===== Provided entries =====

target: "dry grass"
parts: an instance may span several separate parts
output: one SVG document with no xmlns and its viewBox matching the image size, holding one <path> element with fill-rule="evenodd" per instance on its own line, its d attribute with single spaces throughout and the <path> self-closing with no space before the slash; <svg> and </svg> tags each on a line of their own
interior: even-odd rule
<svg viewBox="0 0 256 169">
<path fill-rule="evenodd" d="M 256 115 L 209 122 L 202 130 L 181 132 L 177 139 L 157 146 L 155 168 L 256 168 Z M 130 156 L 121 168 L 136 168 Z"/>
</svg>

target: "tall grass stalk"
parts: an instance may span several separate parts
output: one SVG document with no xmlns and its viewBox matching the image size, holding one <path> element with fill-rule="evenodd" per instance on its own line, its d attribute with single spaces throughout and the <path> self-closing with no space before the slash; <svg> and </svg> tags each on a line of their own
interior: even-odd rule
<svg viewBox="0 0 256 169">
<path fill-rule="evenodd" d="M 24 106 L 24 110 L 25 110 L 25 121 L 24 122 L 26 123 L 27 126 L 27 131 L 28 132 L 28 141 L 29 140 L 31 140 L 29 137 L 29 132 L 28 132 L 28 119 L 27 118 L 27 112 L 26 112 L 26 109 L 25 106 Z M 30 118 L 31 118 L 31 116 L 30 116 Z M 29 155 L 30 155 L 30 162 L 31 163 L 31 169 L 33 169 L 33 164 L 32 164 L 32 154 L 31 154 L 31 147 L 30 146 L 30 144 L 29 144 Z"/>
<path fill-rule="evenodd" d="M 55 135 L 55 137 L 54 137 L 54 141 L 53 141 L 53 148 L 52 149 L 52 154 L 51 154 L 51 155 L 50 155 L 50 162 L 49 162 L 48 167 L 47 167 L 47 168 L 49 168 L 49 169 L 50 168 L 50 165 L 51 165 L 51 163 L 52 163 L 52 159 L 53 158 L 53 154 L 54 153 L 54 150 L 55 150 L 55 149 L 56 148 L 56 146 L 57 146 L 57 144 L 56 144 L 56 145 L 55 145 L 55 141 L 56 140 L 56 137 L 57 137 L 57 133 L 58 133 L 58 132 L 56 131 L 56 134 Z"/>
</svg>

=====

§ Given instruction:
Copy every one of the lines above, word for word.

§ Response to the task:
target: "dry grass"
parts: an instance may span several separate parts
output: one SVG document with no xmlns and its viewBox matching the image size, holding one <path> element with fill-rule="evenodd" per instance on its own line, its d attribute with single spaces throughout and the <path> self-closing with no space before the slash; <svg> and </svg> tags each on a line of their own
interior: even-odd rule
<svg viewBox="0 0 256 169">
<path fill-rule="evenodd" d="M 256 115 L 209 122 L 202 130 L 181 132 L 177 139 L 157 146 L 155 168 L 256 168 Z M 130 156 L 121 168 L 136 168 Z"/>
</svg>

target: "tall grass stalk"
parts: an instance may span several separate parts
output: one SVG document with no xmlns and its viewBox matching the image size, holding one <path> element with fill-rule="evenodd" per instance on its own line, its d attribute with single spaces throughout and the <path> self-closing with no space before the slash; <svg> and </svg> tags each on a line of their own
interior: even-odd rule
<svg viewBox="0 0 256 169">
<path fill-rule="evenodd" d="M 24 106 L 24 110 L 25 110 L 25 121 L 24 122 L 26 123 L 27 126 L 27 131 L 28 132 L 28 141 L 29 140 L 31 140 L 29 137 L 29 132 L 28 132 L 28 119 L 27 118 L 27 112 L 26 112 L 26 109 L 25 106 Z M 30 118 L 31 118 L 31 116 L 30 116 Z M 29 155 L 30 155 L 30 162 L 31 163 L 31 169 L 33 169 L 33 164 L 32 164 L 32 154 L 31 154 L 31 147 L 30 146 L 30 144 L 29 144 Z"/>
<path fill-rule="evenodd" d="M 55 135 L 55 137 L 54 137 L 54 141 L 53 141 L 53 148 L 52 149 L 52 154 L 51 154 L 51 155 L 50 155 L 50 162 L 49 162 L 48 167 L 47 167 L 47 168 L 49 168 L 49 169 L 50 168 L 50 165 L 51 165 L 51 163 L 52 163 L 52 159 L 53 158 L 53 154 L 54 153 L 54 150 L 55 150 L 55 149 L 56 148 L 56 146 L 57 146 L 57 144 L 56 144 L 56 145 L 55 145 L 55 141 L 56 140 L 56 137 L 57 137 L 57 133 L 58 133 L 58 132 L 56 131 L 56 134 Z"/>
</svg>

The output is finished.